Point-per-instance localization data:
[Start of Attachment]

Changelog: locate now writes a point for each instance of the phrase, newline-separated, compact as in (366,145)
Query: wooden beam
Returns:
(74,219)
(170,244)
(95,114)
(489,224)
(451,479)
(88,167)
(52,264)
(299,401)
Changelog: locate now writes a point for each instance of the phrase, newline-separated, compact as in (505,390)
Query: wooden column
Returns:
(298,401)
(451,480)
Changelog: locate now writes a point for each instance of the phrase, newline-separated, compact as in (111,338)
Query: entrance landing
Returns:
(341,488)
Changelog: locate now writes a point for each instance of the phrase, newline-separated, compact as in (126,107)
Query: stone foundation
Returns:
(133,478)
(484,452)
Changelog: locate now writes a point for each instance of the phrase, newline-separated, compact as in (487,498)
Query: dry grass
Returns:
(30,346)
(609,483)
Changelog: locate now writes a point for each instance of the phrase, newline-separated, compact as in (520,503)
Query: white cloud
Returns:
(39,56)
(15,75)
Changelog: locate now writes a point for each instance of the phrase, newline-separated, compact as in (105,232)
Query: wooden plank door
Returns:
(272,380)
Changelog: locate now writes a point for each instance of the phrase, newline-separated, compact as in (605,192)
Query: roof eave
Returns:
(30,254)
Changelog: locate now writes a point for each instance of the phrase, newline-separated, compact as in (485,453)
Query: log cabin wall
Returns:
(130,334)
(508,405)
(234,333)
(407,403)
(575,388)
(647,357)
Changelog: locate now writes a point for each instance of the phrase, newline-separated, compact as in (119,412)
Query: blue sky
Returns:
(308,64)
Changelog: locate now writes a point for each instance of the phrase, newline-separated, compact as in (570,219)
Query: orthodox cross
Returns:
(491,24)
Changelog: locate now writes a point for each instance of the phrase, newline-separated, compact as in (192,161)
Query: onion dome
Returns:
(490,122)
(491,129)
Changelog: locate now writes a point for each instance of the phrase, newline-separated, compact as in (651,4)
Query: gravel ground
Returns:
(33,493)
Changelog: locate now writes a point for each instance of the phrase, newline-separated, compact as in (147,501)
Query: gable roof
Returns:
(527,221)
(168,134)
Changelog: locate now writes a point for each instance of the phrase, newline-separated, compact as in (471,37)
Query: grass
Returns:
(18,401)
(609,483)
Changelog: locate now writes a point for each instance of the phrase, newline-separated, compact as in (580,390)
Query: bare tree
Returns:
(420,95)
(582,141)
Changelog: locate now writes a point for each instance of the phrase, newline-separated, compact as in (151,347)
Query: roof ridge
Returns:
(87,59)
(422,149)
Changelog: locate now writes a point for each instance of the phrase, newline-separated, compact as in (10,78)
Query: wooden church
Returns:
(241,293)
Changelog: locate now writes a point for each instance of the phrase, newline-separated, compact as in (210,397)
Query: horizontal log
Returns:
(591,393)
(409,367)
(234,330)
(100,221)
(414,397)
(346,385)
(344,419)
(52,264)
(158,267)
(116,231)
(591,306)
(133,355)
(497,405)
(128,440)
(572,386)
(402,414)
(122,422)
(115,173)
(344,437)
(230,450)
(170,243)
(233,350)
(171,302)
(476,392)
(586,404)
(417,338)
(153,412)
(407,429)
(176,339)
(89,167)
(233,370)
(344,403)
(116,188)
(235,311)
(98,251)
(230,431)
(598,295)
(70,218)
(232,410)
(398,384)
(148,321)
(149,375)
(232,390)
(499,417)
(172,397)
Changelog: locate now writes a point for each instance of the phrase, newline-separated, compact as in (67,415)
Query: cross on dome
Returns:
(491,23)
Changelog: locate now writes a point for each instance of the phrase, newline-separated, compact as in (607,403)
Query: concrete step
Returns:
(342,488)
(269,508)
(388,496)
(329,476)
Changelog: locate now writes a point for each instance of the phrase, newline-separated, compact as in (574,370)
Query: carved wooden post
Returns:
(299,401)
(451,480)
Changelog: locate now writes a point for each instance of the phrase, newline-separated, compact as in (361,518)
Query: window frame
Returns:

[End of Attachment]
[Start of Attachment]

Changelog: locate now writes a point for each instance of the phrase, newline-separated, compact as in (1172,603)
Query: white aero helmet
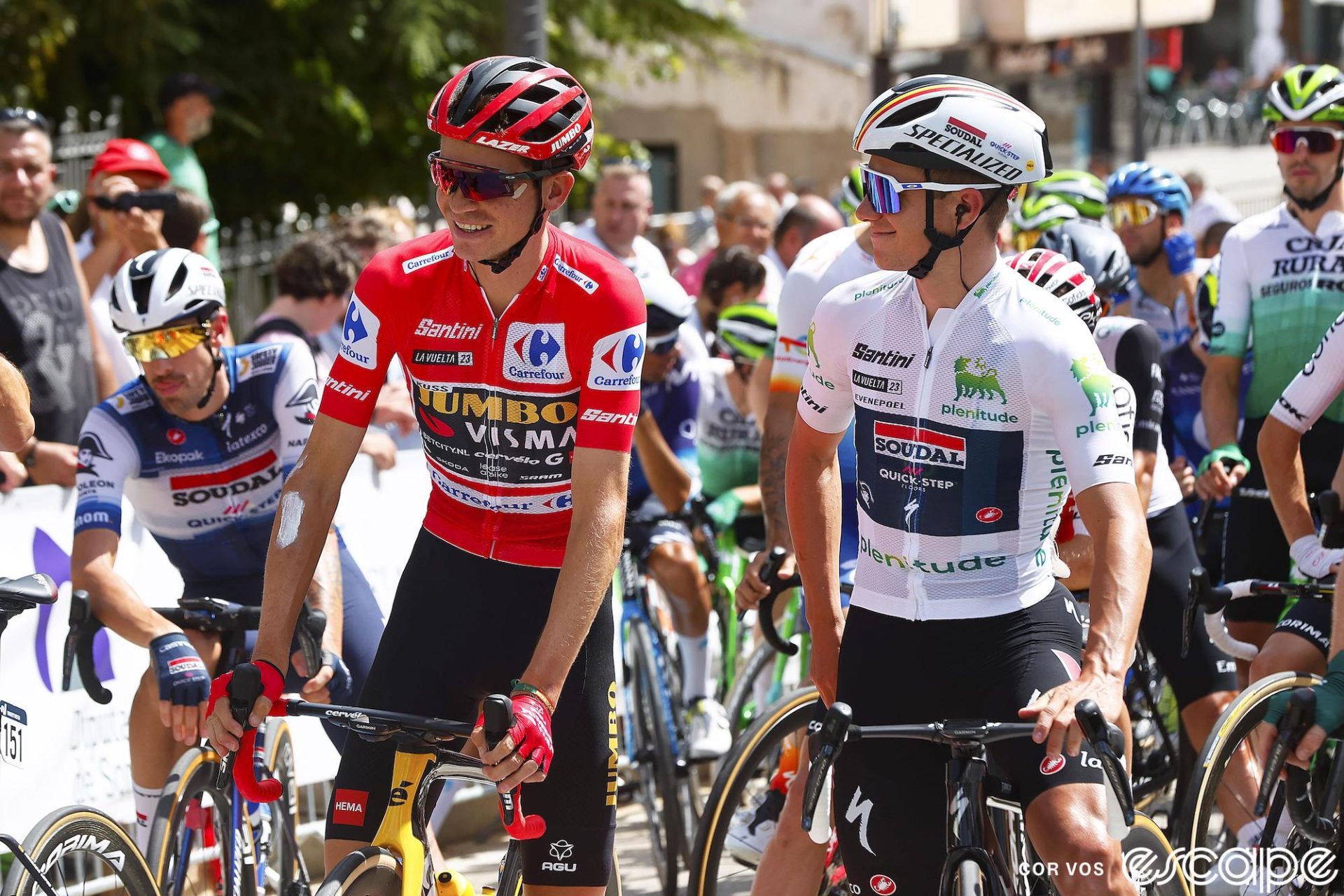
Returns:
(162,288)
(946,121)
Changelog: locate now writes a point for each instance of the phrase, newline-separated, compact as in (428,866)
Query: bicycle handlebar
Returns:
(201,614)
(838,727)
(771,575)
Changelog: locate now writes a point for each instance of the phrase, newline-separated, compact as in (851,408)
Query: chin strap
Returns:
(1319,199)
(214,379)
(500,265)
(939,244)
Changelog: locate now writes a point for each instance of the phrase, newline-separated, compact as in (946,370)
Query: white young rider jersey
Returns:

[End of Attachment]
[Start of Attachment]

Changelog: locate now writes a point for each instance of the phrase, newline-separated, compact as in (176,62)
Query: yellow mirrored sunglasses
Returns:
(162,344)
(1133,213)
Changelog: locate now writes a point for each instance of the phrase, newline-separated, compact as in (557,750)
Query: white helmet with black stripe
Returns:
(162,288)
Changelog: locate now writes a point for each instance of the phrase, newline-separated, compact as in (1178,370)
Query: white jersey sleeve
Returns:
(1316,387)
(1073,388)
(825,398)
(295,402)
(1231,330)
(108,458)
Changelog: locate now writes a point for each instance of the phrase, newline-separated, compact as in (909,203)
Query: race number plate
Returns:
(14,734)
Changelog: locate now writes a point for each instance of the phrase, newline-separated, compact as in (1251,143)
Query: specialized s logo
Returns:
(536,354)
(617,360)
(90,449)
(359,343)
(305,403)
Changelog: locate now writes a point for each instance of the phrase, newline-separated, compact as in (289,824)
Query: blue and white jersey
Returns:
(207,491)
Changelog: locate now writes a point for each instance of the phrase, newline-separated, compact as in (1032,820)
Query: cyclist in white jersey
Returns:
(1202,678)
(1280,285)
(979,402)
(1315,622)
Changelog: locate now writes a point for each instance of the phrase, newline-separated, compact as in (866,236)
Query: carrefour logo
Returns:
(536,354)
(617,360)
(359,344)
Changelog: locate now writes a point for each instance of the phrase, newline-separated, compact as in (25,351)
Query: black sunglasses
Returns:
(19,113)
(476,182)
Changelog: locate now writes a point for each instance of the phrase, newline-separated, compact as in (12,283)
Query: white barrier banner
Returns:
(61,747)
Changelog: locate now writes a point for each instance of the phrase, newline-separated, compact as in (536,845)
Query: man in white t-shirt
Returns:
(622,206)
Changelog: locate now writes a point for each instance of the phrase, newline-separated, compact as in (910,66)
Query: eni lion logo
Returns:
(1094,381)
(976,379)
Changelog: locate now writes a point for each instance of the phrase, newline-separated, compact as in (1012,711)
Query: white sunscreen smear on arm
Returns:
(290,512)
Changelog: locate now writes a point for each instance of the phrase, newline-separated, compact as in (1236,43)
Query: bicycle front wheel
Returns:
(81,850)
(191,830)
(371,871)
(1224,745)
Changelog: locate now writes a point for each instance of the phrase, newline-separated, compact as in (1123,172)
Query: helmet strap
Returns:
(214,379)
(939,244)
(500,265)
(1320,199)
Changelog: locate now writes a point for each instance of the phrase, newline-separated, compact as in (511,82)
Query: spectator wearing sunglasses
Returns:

[End of Attachment]

What you will do - What is asked for is an exact copy of the lines above from the one containing "as in (289,824)" through the one containing "as in (25,351)", and only those.

The completed task -
Changelog: locate now writes a point for each instance of the phrase, newline-separated, compact as in (289,824)
Query: blue and white jersey
Returns:
(207,491)
Changelog: locate now writes a point for each instance of the phrase, newline-separated, compact as in (1032,820)
Query: cyclist in white jersey
Returns:
(1202,678)
(1280,285)
(979,402)
(1315,622)
Changelog: locate now writes a point for each instance of the phrase, newline-separated, compact as in (866,236)
Query: carrefour logo
Returns:
(536,354)
(617,360)
(359,344)
Changelog: locate now writes a point for each instance of the phrase, newline-separated, compact as in (25,351)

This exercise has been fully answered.